# start of Records for the exercise
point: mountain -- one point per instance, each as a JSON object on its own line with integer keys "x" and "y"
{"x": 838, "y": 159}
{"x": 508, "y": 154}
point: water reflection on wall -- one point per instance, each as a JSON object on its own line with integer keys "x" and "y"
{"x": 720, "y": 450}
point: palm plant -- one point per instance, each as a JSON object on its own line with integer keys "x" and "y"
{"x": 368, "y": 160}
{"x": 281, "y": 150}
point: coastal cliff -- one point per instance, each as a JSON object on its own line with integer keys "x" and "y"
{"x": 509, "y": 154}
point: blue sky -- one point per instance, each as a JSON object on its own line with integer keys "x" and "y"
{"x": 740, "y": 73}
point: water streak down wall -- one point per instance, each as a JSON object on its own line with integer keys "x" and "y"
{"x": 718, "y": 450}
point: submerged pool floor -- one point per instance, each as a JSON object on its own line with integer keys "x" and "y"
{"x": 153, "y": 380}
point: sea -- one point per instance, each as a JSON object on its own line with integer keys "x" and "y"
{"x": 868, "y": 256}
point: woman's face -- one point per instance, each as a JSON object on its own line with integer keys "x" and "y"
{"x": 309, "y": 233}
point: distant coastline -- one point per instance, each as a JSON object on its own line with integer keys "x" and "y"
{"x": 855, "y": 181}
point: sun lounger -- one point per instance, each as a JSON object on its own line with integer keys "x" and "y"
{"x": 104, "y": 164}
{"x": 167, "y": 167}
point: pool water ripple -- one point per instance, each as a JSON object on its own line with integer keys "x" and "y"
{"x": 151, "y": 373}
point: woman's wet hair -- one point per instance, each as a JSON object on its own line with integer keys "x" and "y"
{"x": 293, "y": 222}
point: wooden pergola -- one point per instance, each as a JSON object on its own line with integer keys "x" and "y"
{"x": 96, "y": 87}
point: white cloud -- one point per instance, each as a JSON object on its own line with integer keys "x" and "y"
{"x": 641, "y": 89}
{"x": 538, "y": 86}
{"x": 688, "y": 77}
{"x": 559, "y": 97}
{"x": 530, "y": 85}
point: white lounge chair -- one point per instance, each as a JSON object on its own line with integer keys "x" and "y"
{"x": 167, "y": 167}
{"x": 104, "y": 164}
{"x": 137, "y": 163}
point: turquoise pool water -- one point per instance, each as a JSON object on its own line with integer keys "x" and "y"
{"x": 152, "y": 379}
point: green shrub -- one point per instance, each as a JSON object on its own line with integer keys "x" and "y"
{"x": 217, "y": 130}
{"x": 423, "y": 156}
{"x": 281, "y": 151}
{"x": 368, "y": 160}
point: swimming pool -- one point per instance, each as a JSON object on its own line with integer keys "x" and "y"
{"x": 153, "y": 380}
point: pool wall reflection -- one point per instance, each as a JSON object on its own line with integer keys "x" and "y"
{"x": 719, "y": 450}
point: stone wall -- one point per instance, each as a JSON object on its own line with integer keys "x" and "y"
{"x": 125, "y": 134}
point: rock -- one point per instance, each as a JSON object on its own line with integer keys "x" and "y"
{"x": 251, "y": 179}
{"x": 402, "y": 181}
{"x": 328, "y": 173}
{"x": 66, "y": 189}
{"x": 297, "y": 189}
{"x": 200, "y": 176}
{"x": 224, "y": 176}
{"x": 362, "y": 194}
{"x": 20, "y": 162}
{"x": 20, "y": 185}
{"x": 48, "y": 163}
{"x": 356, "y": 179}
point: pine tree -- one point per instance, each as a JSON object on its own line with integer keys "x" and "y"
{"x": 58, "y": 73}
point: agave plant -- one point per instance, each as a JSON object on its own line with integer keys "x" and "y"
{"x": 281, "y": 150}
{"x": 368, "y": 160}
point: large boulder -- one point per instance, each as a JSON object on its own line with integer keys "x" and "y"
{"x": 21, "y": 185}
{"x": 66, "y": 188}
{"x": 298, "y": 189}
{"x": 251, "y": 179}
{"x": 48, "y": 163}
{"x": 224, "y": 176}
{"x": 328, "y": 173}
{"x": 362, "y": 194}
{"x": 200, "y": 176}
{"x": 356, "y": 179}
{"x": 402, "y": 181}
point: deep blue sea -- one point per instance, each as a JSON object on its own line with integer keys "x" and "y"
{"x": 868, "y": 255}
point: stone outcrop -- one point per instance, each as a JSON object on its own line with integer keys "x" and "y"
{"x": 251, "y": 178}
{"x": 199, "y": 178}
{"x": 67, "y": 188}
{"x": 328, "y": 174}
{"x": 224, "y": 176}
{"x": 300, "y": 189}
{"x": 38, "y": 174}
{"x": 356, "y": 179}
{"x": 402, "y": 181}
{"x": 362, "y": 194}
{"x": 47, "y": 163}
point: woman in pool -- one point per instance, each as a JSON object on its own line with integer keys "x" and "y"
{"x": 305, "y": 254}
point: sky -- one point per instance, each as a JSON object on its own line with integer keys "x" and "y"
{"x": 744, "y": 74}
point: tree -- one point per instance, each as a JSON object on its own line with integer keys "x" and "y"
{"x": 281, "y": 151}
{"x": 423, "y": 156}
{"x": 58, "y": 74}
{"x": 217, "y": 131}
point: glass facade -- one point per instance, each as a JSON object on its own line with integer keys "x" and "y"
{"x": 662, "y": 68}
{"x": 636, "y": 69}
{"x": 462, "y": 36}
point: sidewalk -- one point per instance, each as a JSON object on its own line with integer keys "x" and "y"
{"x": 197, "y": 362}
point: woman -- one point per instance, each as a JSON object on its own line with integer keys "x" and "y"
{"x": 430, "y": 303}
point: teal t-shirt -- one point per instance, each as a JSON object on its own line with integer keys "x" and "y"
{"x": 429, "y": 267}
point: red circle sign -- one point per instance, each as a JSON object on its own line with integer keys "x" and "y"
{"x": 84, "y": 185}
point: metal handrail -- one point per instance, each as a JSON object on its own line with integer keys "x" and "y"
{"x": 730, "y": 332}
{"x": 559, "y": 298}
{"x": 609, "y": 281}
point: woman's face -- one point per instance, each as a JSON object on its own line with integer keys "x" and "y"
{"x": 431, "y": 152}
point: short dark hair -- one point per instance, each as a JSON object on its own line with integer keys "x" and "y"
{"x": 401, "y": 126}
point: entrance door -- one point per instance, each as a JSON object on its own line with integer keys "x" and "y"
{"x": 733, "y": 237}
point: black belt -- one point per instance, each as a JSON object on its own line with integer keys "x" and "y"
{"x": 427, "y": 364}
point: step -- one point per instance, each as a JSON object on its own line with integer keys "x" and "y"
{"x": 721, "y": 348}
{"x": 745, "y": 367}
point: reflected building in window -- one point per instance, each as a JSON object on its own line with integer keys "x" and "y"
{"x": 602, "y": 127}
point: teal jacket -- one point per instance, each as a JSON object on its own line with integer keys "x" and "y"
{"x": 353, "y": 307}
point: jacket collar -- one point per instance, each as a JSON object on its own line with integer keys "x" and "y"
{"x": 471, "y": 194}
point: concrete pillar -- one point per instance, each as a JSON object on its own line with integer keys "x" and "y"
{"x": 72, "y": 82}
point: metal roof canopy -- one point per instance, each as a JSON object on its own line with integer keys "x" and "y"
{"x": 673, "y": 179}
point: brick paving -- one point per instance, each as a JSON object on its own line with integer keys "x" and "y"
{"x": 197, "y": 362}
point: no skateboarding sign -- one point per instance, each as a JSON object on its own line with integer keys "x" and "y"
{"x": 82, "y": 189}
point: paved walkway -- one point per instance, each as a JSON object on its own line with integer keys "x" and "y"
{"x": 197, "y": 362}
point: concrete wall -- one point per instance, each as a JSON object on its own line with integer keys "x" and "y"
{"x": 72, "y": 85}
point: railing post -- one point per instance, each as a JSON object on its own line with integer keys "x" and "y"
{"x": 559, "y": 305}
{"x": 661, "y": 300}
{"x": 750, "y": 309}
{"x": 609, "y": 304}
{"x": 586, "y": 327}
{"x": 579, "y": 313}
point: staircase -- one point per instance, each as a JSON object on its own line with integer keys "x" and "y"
# end of Records for the exercise
### Set task
Starting at the line that has "point: no skateboarding" and running through the end of the entries, write those lines out again, swapping "concrete wall" for "stone wall" and changing nothing else.

### Solution to this exercise
point: no skateboarding sign -- one point per instance, each as a JSON object on its own line with integer keys "x" and "y"
{"x": 82, "y": 189}
point: paved walkway -- one point per instance, each as a JSON object on its own line with integer keys "x" and "y"
{"x": 197, "y": 362}
point: stone wall -- one point per instance, each as a JSON object on its own line with integer keys "x" and "y"
{"x": 72, "y": 85}
point: railing post -- one point per instance, each as a JSON object on its own line with integer keys "x" and "y"
{"x": 559, "y": 305}
{"x": 661, "y": 300}
{"x": 750, "y": 309}
{"x": 609, "y": 304}
{"x": 586, "y": 327}
{"x": 579, "y": 313}
point: staircase -- one point per instance, each as a JSON object on its own line with integer keys "x" and "y"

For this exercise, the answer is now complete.